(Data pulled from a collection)
········
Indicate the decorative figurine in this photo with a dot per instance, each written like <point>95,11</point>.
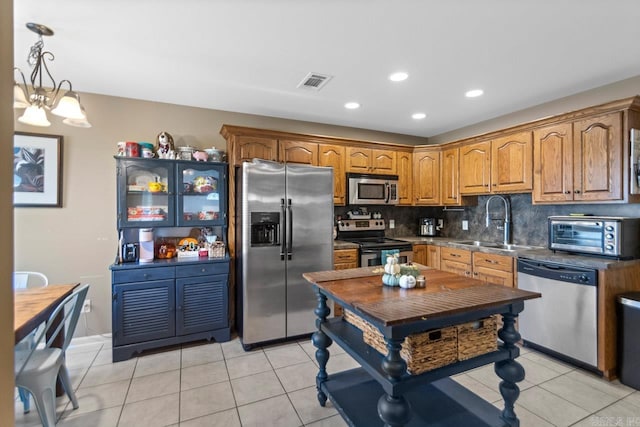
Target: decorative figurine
<point>164,144</point>
<point>200,156</point>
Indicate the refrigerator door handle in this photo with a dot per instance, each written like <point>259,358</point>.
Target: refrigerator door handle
<point>290,232</point>
<point>283,228</point>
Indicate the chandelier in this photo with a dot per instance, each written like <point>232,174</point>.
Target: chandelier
<point>36,99</point>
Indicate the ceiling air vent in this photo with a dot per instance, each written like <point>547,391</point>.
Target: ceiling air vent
<point>314,81</point>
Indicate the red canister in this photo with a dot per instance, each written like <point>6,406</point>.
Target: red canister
<point>132,149</point>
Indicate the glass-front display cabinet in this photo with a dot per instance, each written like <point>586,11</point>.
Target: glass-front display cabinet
<point>201,194</point>
<point>146,193</point>
<point>169,193</point>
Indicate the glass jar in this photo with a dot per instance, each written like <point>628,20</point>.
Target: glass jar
<point>185,153</point>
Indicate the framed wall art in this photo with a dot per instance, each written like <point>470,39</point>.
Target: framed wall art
<point>37,170</point>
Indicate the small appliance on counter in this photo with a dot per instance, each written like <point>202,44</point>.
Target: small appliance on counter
········
Could you switch "Indicate" to "Mark" everywhere in the items above and write them out again, changing nothing else and leaving out the pictures?

Mark the decorative figurine in this photo with a dot per instance, each written like <point>95,11</point>.
Target: decorative figurine
<point>164,144</point>
<point>200,156</point>
Mark the refrigerator door handle in this photo with a dot per instance, each written like <point>259,358</point>.
Target: refrigerator door handle
<point>290,232</point>
<point>283,228</point>
Mark the chandelier in this photo with a dot per instance, each written like <point>232,174</point>.
Target: chandelier
<point>36,99</point>
Mark the ceiling air vent in this photo with a dot per instance, each written like <point>547,391</point>.
Target: ceiling air vent
<point>314,81</point>
Mark the red canister in this photo with a dot per instance, each written like <point>6,406</point>.
Target: red canister
<point>132,149</point>
Mark the glass-front display cabinet in this photo with a dot per instance, each written like <point>586,11</point>.
Target: glass-front display cabinet
<point>201,194</point>
<point>146,193</point>
<point>169,193</point>
Mark the glass jar in this photo with a dot per instance, each written like <point>628,20</point>.
Target: glass jar
<point>185,153</point>
Mark the framed wall art in this photo with a dot per instance, each written like <point>470,39</point>.
Target: framed wall art
<point>37,170</point>
Mark the small appliance on counter in this photo with a dot per instance, each written like <point>202,44</point>.
Target: small appliance on counter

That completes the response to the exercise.